> PROBLEM DESCRIPTION: Please reproduce every one of the records below word for word, leaving out the pictures.

---- DATASET RECORDS

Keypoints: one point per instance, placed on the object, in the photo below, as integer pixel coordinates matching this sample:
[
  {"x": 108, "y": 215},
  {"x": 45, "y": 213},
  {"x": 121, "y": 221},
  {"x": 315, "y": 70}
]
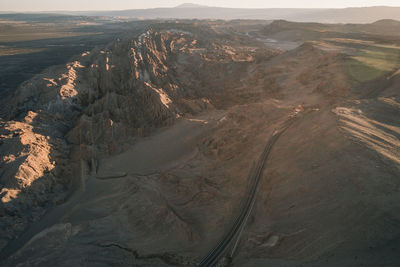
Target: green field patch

--------

> ANSWER TO THIS PROBLEM:
Keypoints: one point per instance, placed on the object, in the photo below, as integer pixel coordinates matching this sample:
[
  {"x": 108, "y": 215},
  {"x": 45, "y": 213},
  {"x": 121, "y": 221},
  {"x": 315, "y": 70}
]
Target: green field patch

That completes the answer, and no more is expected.